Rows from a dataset
◇ ◇ ◇ ◇

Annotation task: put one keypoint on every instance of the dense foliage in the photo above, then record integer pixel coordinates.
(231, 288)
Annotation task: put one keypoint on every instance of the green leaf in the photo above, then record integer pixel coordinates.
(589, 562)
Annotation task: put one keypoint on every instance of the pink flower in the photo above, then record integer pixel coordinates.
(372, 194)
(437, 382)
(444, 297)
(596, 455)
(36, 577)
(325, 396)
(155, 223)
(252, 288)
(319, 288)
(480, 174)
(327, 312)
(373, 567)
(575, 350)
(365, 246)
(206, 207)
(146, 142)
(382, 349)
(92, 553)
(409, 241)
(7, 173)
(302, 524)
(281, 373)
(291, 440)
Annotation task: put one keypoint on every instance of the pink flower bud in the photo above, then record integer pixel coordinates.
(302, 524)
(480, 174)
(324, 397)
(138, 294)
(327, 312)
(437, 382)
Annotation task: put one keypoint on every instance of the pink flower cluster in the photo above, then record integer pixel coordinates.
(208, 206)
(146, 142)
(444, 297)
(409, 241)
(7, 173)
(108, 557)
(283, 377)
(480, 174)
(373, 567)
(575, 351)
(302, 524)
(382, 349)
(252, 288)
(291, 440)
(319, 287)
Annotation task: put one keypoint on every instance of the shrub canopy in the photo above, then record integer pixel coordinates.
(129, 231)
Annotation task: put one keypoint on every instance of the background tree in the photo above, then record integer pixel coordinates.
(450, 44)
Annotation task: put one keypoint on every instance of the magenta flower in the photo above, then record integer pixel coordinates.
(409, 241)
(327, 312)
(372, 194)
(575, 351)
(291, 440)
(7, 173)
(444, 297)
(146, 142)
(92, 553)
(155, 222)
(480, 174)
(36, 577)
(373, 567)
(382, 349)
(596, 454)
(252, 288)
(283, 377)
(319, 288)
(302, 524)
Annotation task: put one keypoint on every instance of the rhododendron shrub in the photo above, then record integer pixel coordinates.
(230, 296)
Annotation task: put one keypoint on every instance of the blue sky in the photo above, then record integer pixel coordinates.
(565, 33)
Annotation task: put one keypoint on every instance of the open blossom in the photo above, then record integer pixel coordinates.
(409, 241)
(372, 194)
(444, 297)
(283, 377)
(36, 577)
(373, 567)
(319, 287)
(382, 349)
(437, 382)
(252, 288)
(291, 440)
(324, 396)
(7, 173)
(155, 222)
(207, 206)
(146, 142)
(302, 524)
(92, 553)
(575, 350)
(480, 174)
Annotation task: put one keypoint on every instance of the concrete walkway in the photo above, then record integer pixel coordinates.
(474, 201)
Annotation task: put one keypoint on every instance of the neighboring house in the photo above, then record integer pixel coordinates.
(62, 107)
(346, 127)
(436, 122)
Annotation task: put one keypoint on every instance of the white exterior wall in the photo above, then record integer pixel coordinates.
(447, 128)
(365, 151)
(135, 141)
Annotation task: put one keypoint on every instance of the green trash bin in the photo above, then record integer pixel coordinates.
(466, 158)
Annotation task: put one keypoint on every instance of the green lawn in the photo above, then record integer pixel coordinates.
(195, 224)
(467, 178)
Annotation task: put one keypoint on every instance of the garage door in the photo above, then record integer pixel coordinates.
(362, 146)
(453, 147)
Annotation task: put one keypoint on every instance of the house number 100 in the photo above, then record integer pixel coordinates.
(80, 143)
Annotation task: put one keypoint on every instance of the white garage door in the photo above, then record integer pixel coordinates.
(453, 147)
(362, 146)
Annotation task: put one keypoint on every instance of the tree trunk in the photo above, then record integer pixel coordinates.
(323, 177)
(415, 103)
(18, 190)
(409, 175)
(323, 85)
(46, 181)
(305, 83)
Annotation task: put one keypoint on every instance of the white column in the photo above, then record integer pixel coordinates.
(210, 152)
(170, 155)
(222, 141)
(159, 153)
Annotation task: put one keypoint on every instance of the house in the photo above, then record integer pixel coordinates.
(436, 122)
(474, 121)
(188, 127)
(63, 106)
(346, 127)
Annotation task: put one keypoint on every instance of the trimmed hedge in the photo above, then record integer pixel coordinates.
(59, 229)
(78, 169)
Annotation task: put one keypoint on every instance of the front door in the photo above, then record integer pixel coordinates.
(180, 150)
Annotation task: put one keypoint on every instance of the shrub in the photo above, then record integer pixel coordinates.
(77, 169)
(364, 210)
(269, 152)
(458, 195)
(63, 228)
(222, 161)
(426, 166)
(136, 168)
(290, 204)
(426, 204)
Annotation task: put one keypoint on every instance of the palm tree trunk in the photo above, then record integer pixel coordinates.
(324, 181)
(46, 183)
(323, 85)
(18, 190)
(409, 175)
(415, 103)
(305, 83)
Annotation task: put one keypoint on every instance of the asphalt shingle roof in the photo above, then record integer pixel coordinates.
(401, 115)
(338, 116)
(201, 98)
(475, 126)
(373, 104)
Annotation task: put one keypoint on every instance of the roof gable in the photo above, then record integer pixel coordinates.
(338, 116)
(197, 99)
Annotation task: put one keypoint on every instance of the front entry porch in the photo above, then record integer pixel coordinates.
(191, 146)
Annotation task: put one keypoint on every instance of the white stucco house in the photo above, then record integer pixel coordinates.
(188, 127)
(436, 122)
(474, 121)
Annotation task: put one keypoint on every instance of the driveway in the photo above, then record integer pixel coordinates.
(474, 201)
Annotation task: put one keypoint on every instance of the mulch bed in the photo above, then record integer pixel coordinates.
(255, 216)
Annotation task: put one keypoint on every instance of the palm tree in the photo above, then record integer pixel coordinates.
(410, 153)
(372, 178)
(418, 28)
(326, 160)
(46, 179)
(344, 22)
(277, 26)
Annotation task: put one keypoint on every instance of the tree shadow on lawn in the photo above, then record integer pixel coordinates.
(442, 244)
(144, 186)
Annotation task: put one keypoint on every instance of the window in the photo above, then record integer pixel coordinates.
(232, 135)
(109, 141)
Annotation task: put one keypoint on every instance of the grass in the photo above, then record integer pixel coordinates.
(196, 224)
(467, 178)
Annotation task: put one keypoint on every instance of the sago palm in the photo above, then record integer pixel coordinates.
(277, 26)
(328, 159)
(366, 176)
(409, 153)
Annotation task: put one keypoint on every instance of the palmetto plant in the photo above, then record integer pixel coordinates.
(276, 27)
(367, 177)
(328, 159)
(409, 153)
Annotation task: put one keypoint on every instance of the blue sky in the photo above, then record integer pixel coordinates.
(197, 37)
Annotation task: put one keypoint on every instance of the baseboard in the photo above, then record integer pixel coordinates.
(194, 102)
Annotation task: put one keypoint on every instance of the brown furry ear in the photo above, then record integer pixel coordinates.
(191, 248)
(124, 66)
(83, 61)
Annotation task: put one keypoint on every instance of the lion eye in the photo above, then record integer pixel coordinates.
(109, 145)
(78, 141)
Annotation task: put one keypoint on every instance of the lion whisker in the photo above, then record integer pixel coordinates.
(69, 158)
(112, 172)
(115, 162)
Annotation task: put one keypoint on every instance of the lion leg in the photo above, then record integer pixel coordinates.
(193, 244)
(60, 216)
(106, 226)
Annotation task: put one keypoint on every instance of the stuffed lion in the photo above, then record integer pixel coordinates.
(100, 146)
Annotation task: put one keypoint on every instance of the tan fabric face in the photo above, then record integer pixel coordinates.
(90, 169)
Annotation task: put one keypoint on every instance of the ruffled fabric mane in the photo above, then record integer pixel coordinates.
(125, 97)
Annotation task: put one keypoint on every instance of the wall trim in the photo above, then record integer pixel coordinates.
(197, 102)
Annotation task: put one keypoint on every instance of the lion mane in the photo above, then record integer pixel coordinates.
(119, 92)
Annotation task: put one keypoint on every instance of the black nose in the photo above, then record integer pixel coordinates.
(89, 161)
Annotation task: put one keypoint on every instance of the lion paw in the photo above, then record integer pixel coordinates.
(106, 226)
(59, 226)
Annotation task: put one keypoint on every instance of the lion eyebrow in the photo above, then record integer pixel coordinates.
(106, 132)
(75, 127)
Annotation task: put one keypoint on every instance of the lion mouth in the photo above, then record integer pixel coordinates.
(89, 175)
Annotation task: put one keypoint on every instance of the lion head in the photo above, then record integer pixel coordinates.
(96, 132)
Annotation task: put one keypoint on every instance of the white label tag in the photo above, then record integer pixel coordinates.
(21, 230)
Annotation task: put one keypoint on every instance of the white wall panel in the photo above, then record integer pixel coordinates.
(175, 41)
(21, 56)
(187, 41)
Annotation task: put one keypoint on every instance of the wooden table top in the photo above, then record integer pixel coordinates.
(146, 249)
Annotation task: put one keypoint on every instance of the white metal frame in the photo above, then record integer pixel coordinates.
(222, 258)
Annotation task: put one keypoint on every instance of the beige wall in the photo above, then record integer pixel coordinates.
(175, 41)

◇ ◇ ◇ ◇

--- Directive ---
Using the material above, reproduce exactly the line that contains "the lion head" and all lines after it through the last one, and only those.

--- Response to the task ---
Annotation task: put one keypoint on every instance of the lion head in the photo above, then record integer pixel coordinates.
(96, 132)
Annotation task: put one keypoint on every instance of the white label tag in the photo above, then record integer pixel coordinates.
(21, 230)
Annotation task: put one keypoint on every instance of the white wall panel in the photo above, then record integer pixel coordinates.
(175, 41)
(21, 56)
(187, 41)
Annotation task: put one keypoint on every instance of the wooden table top in the photo above, then record integer pixel coordinates.
(146, 249)
Annotation task: put one keypoint on every instance of the white metal frame in the photo above, then record integer pixel coordinates.
(222, 258)
Annotation task: put one keypoint on every instance of the beige wall in the photo above, then record integer pixel coordinates.
(175, 41)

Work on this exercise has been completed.